Parcel along the Ausable River gets new life as community gathering space
By Tim Rowland
It’s been 12 years since Irene (in the Eastern Adirondacks there is no need to add the modifier “Tropical Storm”) unleashed its fury on the Ausable River Valley, but the results are still evident: mounds of streamside debris, and artifacts from structures, including the Keene Fire Department, that had been swept away by the storm.
On that day, Linda Deyo, who lived along the river downstream from the hamlet, saw the river rising to levels it had never reached before. And it kept rising after that. She was able to move two horses from her barn to a pen on higher ground, and helped her husband tie down a propane tank next to an addition on their home that had just been completed two days prior. “Huge pines were coming down on either side of the house,” Deyo said.
The rope held, a small victory for the ruined property, which would eventually be bought and torn down with 31 other homes under a $5.5 million Federal Emergency Management Administration program and turned over to the town.
Last weekend, Keene officially unveiled this “FEMA Park” and a quarter-mile trail called Linda’s Loop that is equal parts recreational, educational and symbolic of how humans and nature can work in concert.
As it established goals stemming from a strategic community planning process, Keene resident Peter Slocum said his recreation committee saw an opportunity for the four acres alongside the East Branch of the Ausable, where the river is in the process of being restored to health.

***

**STATED PROBLEM A:** Update the Ausable River article by reproducing it starting with "On that day, Linda" and going on through "to the town.", with "propane tank" changed to "water heater".

Object point labels:
***

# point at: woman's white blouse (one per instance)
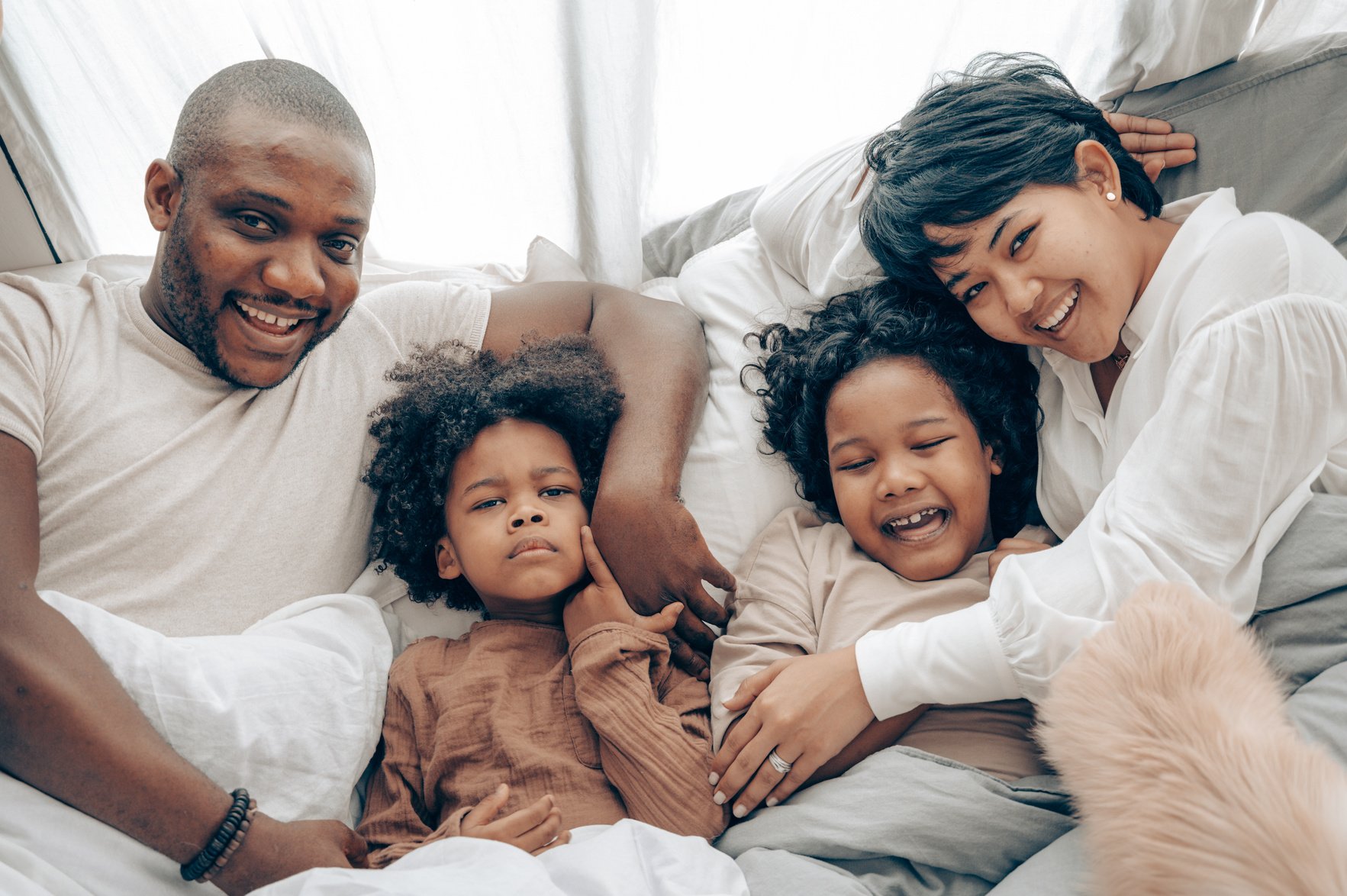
(1230, 411)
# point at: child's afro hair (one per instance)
(447, 394)
(994, 385)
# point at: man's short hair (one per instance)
(276, 86)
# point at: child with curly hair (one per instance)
(914, 436)
(559, 709)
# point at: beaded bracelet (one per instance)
(230, 833)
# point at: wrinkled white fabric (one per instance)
(627, 859)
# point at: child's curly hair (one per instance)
(993, 382)
(447, 394)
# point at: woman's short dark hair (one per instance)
(447, 394)
(972, 144)
(993, 382)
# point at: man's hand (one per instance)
(804, 707)
(602, 601)
(1008, 546)
(274, 850)
(1152, 142)
(535, 829)
(659, 556)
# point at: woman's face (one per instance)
(1058, 267)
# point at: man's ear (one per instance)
(446, 561)
(1098, 169)
(163, 195)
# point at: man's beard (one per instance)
(197, 322)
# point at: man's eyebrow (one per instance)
(348, 220)
(264, 197)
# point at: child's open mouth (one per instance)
(917, 527)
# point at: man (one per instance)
(186, 452)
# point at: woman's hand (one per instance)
(659, 556)
(806, 709)
(602, 601)
(1152, 142)
(535, 829)
(1008, 546)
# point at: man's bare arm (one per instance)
(659, 353)
(69, 729)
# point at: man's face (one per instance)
(263, 253)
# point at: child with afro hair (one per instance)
(561, 707)
(914, 436)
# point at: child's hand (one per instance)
(602, 600)
(535, 829)
(1009, 546)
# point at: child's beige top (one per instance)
(609, 728)
(806, 588)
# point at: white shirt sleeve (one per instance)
(1253, 404)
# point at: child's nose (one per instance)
(526, 517)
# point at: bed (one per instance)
(717, 263)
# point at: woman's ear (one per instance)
(993, 459)
(446, 561)
(1098, 169)
(163, 195)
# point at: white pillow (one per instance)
(292, 709)
(1160, 42)
(729, 485)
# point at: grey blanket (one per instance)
(900, 822)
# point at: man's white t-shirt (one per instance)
(177, 500)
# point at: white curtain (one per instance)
(582, 121)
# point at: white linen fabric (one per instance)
(627, 859)
(1230, 413)
(144, 454)
(292, 709)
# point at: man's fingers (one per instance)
(487, 810)
(1125, 123)
(694, 631)
(686, 658)
(598, 569)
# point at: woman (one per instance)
(1194, 387)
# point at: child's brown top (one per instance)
(609, 728)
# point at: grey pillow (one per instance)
(1272, 126)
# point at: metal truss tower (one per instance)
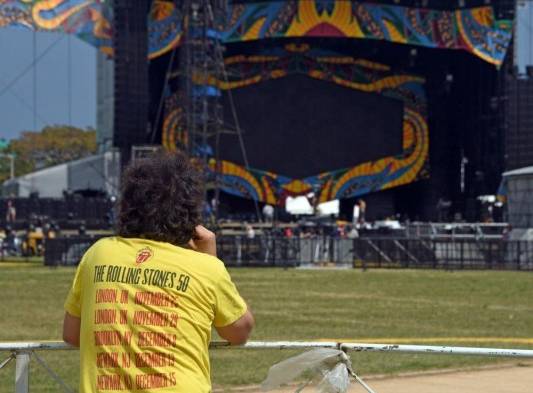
(201, 65)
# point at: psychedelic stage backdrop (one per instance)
(475, 30)
(349, 72)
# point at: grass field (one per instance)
(414, 306)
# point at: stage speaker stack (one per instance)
(130, 40)
(519, 118)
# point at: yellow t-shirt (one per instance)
(146, 312)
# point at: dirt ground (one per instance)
(509, 379)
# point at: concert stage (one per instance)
(401, 103)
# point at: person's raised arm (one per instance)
(239, 331)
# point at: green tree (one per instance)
(53, 145)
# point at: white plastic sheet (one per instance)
(327, 366)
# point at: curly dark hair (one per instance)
(161, 199)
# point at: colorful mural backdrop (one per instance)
(475, 30)
(360, 74)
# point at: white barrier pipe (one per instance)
(358, 347)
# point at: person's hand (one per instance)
(204, 241)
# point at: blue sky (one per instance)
(16, 103)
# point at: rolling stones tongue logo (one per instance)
(143, 255)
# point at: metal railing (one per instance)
(22, 352)
(363, 252)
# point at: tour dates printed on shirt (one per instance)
(119, 318)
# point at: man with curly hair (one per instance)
(143, 303)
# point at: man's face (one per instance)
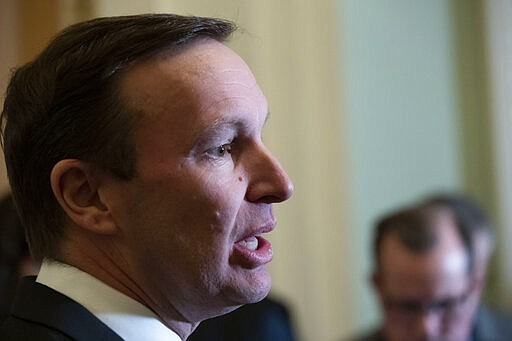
(426, 296)
(191, 222)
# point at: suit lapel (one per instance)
(40, 304)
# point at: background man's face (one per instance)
(193, 217)
(426, 296)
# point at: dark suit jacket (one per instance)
(267, 320)
(40, 313)
(489, 325)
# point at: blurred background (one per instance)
(374, 103)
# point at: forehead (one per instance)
(439, 272)
(204, 78)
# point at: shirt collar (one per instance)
(124, 315)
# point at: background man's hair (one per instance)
(414, 226)
(66, 104)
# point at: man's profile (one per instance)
(134, 153)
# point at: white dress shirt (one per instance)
(128, 318)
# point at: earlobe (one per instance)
(75, 188)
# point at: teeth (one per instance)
(251, 243)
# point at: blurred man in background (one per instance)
(430, 267)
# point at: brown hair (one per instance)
(66, 104)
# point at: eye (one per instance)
(220, 151)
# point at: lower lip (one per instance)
(252, 259)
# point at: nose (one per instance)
(429, 326)
(268, 181)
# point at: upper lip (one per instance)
(263, 228)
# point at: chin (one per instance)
(252, 289)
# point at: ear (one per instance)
(75, 187)
(376, 280)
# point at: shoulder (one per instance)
(41, 313)
(375, 335)
(491, 324)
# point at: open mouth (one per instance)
(250, 243)
(252, 252)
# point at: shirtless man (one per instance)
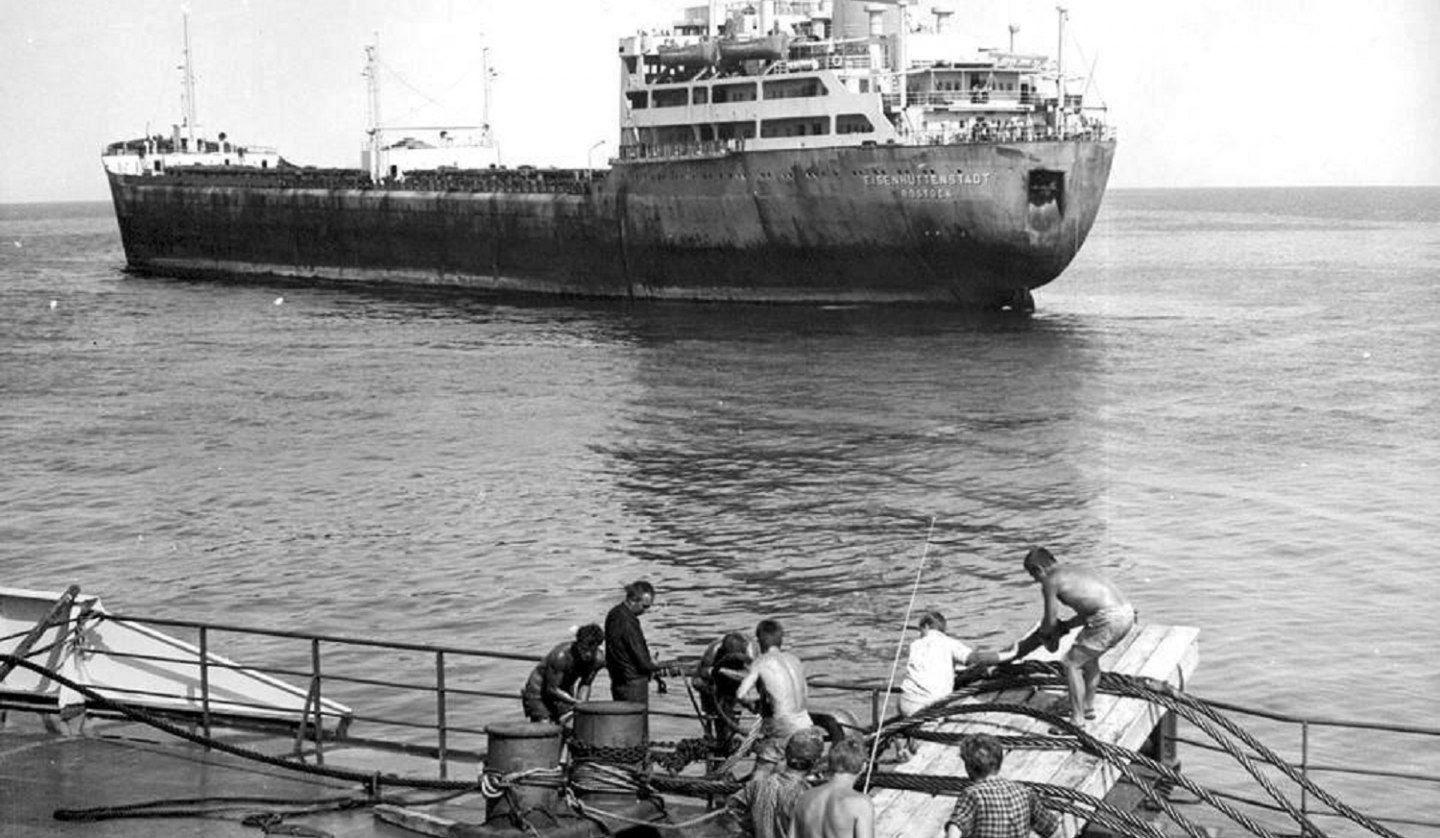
(550, 691)
(835, 809)
(1108, 618)
(781, 678)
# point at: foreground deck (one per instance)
(1162, 652)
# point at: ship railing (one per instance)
(1011, 133)
(965, 100)
(434, 701)
(666, 151)
(426, 700)
(1318, 748)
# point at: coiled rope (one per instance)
(1223, 730)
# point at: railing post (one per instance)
(205, 684)
(439, 709)
(320, 712)
(1305, 760)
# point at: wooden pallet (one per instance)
(1162, 652)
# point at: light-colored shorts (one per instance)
(1103, 629)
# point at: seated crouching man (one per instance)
(992, 807)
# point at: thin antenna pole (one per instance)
(894, 665)
(189, 88)
(1060, 64)
(484, 71)
(372, 74)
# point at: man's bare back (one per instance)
(834, 809)
(1083, 589)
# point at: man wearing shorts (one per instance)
(1106, 614)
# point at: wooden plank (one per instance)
(1162, 652)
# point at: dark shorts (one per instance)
(631, 691)
(537, 709)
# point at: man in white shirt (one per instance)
(933, 658)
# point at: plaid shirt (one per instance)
(1000, 808)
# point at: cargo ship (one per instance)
(814, 151)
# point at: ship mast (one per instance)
(372, 74)
(1060, 66)
(187, 94)
(484, 71)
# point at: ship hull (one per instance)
(977, 223)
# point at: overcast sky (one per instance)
(1208, 92)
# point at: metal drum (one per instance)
(520, 746)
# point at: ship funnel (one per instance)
(877, 20)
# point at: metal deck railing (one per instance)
(435, 700)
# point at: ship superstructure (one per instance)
(775, 151)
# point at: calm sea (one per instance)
(1229, 403)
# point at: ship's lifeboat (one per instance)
(768, 48)
(703, 53)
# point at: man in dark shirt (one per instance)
(994, 807)
(627, 655)
(550, 691)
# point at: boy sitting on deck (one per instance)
(992, 807)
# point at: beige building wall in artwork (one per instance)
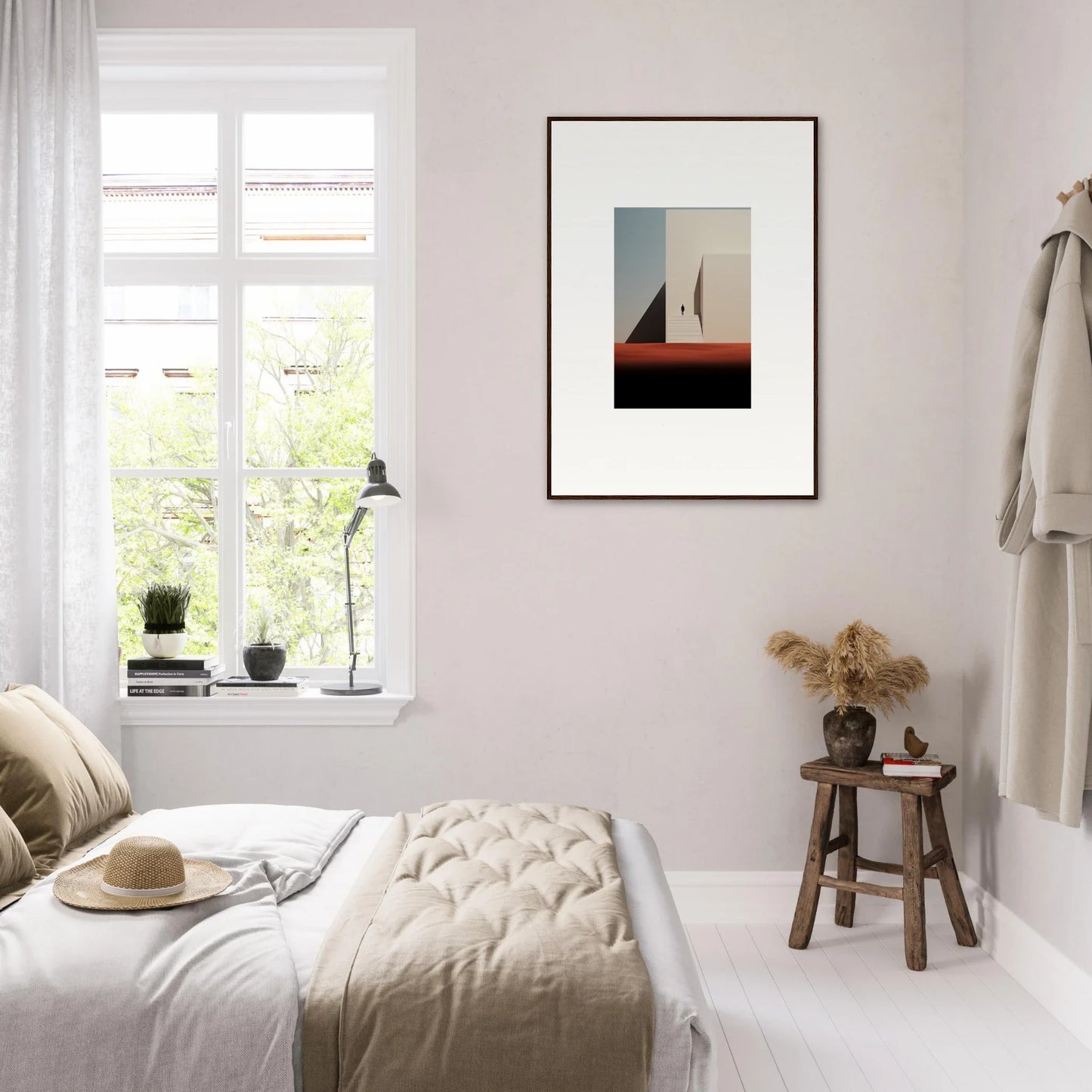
(723, 297)
(694, 233)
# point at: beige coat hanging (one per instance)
(1047, 519)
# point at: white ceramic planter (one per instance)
(164, 645)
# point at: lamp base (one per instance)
(345, 690)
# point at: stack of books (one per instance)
(179, 677)
(240, 686)
(903, 765)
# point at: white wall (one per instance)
(691, 234)
(1029, 134)
(611, 652)
(725, 297)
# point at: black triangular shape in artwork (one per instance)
(652, 326)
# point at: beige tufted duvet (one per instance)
(490, 945)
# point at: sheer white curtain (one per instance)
(57, 598)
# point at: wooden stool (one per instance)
(915, 868)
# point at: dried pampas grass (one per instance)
(856, 670)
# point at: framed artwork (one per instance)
(682, 308)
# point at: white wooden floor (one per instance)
(846, 1015)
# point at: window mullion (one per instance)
(230, 419)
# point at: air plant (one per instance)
(856, 670)
(163, 608)
(262, 626)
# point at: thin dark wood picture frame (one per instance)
(549, 316)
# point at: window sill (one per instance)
(311, 709)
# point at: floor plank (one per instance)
(914, 1057)
(846, 1016)
(1025, 1022)
(877, 1063)
(1004, 1068)
(830, 1050)
(795, 1063)
(746, 1053)
(923, 1021)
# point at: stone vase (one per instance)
(264, 662)
(849, 735)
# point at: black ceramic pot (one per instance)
(265, 662)
(849, 735)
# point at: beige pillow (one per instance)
(17, 868)
(57, 781)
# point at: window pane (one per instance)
(295, 567)
(308, 183)
(165, 530)
(159, 183)
(308, 377)
(161, 375)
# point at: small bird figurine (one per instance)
(913, 745)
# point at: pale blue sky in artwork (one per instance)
(640, 264)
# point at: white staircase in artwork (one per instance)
(684, 328)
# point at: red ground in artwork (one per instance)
(691, 354)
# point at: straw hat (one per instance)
(140, 873)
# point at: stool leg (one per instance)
(846, 901)
(809, 901)
(913, 883)
(948, 875)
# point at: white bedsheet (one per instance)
(682, 1053)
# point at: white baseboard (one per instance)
(1054, 979)
(770, 898)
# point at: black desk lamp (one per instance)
(377, 493)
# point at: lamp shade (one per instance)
(378, 493)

***

**STATED PROBLEM B:** Shift the rows starting with the line with "# point at: tour" and going on through the line with "(1223, 730)" by adding -88 to every coordinate in the answers, and return those lines with the requests included. Leave the pictures out of your output.

**WRITTEN SOLUTION A:**
On that day, Linda Deyo, who lived along the river downstream from the hamlet, saw the river rising to levels it had never reached before. And it kept rising after that. She was able to move two horses from her barn to a pen on higher ground, and helped her husband tie down a water heater next to an addition on their home that had just been completed two days prior. “Huge pines were coming down on either side of the house,” Deyo said.
The rope held, a small victory for the ruined property, which would eventually be bought and torn down with 31 other homes under a $5.5 million Federal Emergency Management Administration program and turned over to the town.

**WRITTEN SOLUTION B:**
# point at: tour dates printed on shirt (one per instance)
(31, 230)
# point at: man with curly hair (one per instance)
(55, 215)
# point at: man's face (one per instance)
(338, 208)
(103, 134)
# point at: suit lapel (one per instance)
(-48, 216)
# point at: background man's face (one per instance)
(105, 129)
(338, 208)
# point at: dark suit jacket (one per instance)
(179, 232)
(-48, 225)
(401, 237)
# point at: blurred background (one per instance)
(286, 15)
# point at: forehead (one per instance)
(351, 184)
(116, -10)
# point at: shirt collar (one per instance)
(36, 227)
# point at: background man's hair (one per instance)
(326, 138)
(-22, 16)
# point at: man's profile (one per instance)
(46, 65)
# point at: white dress shirt (one per instance)
(40, 230)
# point at: earlobe (one per instance)
(-13, 100)
# point at: teeth (one per instance)
(163, 155)
# point at: blurred man in background (one per instance)
(342, 179)
# point at: brown hair (one per instance)
(-22, 16)
# point at: eye (one per instance)
(132, 63)
# point at: lower lip (one per instance)
(164, 171)
# point at: nose (one per instance)
(341, 238)
(180, 93)
# point at: upper lip (one per instance)
(175, 140)
# point at: chin (one per instance)
(164, 201)
# point at: ear (one per instance)
(-13, 99)
(288, 192)
# point at: shoulder (one per instance)
(-47, 225)
(287, 247)
(403, 236)
# point at: open mouth (one per instance)
(162, 155)
(164, 164)
# point at: shirtless man (one per instance)
(462, 603)
(747, 721)
(1020, 530)
(693, 590)
# point at: foreground deck (one per instance)
(1074, 564)
# point at: ship railing (one per instance)
(923, 45)
(877, 12)
(346, 613)
(578, 63)
(338, 612)
(1230, 660)
# point at: coiled rope (one per instance)
(1135, 642)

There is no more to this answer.